(Records from a data source)

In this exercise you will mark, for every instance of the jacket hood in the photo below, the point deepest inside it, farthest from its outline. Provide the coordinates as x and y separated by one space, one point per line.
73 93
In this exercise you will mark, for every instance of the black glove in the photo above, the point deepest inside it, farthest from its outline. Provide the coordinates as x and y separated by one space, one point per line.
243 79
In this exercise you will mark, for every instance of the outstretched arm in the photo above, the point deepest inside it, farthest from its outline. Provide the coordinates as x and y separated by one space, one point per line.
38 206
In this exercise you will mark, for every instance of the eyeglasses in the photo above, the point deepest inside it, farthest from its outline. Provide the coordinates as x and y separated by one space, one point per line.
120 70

**Task details**
Every line of the data must appear again in the answer, exactly as written.

**Answer below**
In this exercise you will mark, for every instance of the jacket hood in the photo below, the point deepest inside it, farthest from its outline. Provide the coordinates as x and y separated by one space, one point per line.
73 93
In this exercise you will mark, for every instance of the black glove in the photo above, the point deepest inside it, farthest from its outline. Provide the coordinates as x and y separated by one space, one point per line.
243 79
In this exercise you will mark, for every instance of the outstretched arm in the photo above, the point deepest inside it, farthest from its outline. Provide the coordinates as x and y separated by one space, one point per line.
38 206
In this exercise you will mark, for every instance of the eyeglasses in the photo above, the point deepest inside it, farthest from its outline. Provide the coordinates as x and y separated by one space, one point per line.
120 70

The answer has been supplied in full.